▶ _WHAT IS REQUIRED_
Give back the whole listing exactly as it is written.

*** Begin section ***

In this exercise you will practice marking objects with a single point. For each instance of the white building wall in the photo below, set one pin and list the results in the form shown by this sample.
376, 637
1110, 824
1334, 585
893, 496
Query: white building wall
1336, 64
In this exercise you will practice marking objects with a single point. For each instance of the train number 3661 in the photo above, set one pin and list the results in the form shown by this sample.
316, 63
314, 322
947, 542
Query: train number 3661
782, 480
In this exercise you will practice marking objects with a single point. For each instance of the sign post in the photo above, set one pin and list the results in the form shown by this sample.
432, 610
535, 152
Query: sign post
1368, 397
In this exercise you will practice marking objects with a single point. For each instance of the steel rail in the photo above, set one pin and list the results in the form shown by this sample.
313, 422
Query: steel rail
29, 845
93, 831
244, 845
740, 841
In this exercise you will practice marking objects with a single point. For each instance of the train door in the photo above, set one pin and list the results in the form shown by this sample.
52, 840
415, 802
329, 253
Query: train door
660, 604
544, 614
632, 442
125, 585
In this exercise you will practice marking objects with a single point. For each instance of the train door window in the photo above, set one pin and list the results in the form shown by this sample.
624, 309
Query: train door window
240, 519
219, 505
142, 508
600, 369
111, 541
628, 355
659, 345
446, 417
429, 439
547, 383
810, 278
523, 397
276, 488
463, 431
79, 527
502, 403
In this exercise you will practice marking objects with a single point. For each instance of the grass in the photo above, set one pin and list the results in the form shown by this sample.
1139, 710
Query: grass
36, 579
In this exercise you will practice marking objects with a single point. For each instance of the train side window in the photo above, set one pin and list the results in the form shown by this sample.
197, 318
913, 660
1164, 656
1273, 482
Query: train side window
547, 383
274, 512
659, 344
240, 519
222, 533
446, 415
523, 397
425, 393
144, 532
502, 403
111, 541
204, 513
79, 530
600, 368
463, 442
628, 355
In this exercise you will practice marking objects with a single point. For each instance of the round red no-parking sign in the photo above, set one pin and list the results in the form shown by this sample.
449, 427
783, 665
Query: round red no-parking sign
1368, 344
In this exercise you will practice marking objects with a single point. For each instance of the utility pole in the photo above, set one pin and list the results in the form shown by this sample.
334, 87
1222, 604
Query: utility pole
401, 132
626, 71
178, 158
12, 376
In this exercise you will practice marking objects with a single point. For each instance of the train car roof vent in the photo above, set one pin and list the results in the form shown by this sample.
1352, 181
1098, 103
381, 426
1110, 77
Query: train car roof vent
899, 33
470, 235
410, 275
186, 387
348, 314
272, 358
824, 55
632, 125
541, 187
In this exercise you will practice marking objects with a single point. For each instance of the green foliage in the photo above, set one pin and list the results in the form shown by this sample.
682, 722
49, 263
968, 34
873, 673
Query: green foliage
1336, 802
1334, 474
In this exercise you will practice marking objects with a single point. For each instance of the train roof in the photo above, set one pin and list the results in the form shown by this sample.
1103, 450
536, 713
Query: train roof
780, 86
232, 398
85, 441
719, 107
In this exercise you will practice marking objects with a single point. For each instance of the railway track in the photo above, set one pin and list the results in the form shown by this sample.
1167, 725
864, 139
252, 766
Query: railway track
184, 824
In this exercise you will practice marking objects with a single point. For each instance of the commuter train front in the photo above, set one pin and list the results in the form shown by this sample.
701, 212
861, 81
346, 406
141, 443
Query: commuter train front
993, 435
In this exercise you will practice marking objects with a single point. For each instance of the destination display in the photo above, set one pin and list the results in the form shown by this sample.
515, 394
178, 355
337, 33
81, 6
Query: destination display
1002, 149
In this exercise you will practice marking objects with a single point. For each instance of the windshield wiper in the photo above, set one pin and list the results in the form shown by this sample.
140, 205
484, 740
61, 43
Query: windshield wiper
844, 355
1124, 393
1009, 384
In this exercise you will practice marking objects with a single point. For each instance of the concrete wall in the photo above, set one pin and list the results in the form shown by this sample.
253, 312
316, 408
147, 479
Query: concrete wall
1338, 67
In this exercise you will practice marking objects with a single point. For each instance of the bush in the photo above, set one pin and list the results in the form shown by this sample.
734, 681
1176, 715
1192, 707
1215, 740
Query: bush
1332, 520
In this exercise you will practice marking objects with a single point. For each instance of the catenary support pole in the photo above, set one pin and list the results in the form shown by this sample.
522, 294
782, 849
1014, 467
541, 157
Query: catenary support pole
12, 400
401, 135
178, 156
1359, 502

*** End section ***

▶ _ANSWER TO THE EXERCISE_
In this exercise you will practice marking objects with a single point. For each instance of the white building wall in the photo below, set one pin and list the results in the form shown by this sample.
376, 637
1110, 824
1334, 585
893, 496
Query: white building wall
1336, 64
In this exercise you will practice marking objects with a single point. For each instance of the train number 3661 in the photo above, set one pin and list the results in the form shown by this sample.
316, 63
314, 322
947, 542
Query: train number 3661
782, 480
In this exercise you will practice marking objects with a single point. For each instance of the sign post in the photo above, set one pin and list the results in the form shown by this sample.
432, 610
535, 152
Query: sign post
1368, 397
In this exercise you will practice marking objects with a single point. For each instance of the steel rail in the photo above, set one pin and list the results in the form shown by this sample.
313, 422
Query: steel rail
29, 845
93, 831
244, 845
740, 841
In this exercise you will practice marking objects with a single point. For each instance of the train door in the photo above, set one pin and list the results in the form shown by this sample.
52, 840
415, 802
329, 253
Query: train door
660, 604
544, 614
632, 442
125, 585
In this exercise you will practice marking objects with a single point. For each instance of the train door window in the photo above, set one pin and list the results in the form shown by this sample.
624, 309
Query: train door window
240, 519
219, 505
142, 508
600, 369
111, 541
628, 355
659, 345
446, 417
429, 439
547, 383
810, 278
523, 397
276, 488
463, 431
79, 527
502, 403
In this exercise you will practice marking objects with a single point. For each instance of the grass in the photo above, set one pin and list the results in the form shown by this sample.
1139, 710
Query: grass
36, 579
In this exercise you will practice marking objects with a single point. For each instance of the train side window in the photo above, set one pin and list the results in the form shown by this sample.
197, 318
913, 660
1164, 656
1273, 482
Query: train side window
547, 383
274, 512
659, 344
240, 519
222, 533
446, 415
523, 397
425, 393
144, 532
502, 403
111, 541
204, 513
79, 530
600, 368
463, 442
628, 355
In this exercise you will practice marking objects with a single point. For each instance of the round red no-parking sign in the photo above, set one pin and list the results in the form shown by this sample.
449, 427
783, 665
Query: round red no-parking sign
1368, 344
In this exercise you will practice marking objects with a single point. For each instance of the utility pole in the photo above, set one pin and list the results in the form shown by this sample.
334, 87
1222, 604
Query: utility pole
401, 132
626, 71
178, 158
12, 376
In this exercise you will practice marking objects with a single point. For each instance of the train car roof vent in the photo above, set one pin and list the results in the form shown by this sample.
1352, 181
1098, 103
381, 426
1110, 77
Query: train car roof vent
899, 33
470, 235
410, 275
186, 387
348, 314
272, 358
824, 55
632, 125
541, 187
In this exercise you will practice marking objects with a single point. For each instance of the green foliage in the photo above, set one pin and list the results in the form shown by this sample.
682, 722
49, 263
968, 34
873, 673
Query: green foliage
1336, 802
1334, 474
In this exercise you will practice marking objects with a single point. For each instance of the train roof in the photo above, set one pin and list the results in the form shown by this sample.
1103, 450
536, 713
Query: train roof
780, 86
232, 398
85, 441
719, 107
In this exercise you will practice marking objects with a single point. For each instance of the railway track in the photo above, set one pin and list the results in the form shown by this sample.
1167, 725
864, 139
252, 766
Query: railway track
184, 824
In this exercise you will practice marking objects with a single point. For each instance of the commuter train front in the photo above, set one pin and list the results in the form shown by this sample.
701, 212
861, 81
346, 406
141, 443
Query: commuter train front
993, 435
In this exercise you will practice marking objects with a single point. For each instance of the destination display in the photo above, set one pin and list the results in the form shown by this sample.
515, 394
178, 355
337, 33
81, 6
Query: destination display
1002, 149
In this exercise you will practice marking objects with a single point. For each instance of the windshield wiper in the photo above, set one pin and list the results in the form shown by this sample.
140, 205
484, 740
61, 43
Query: windshield wiper
844, 355
1124, 393
1009, 384
In this exercise you will practice marking objects with a single point. For each instance of the concrete wall in the photo above, set one pin and list the results in the form shown by this sample.
253, 312
316, 408
147, 479
Query: concrete wall
1338, 67
In this exercise you will practice marking objects with a single point. For each instance of the bush in the photo above, set one pin and list the results in the form shown by this sample.
734, 681
1176, 715
1192, 707
1215, 740
Query: bush
1332, 520
In this exercise you will practice marking objects with a single point. For each instance of the catenary support pole in the photo above, set one pin and list the results in the form shown by this sample.
522, 294
782, 849
1014, 467
541, 157
Query: catenary support pole
12, 400
401, 135
178, 156
1359, 502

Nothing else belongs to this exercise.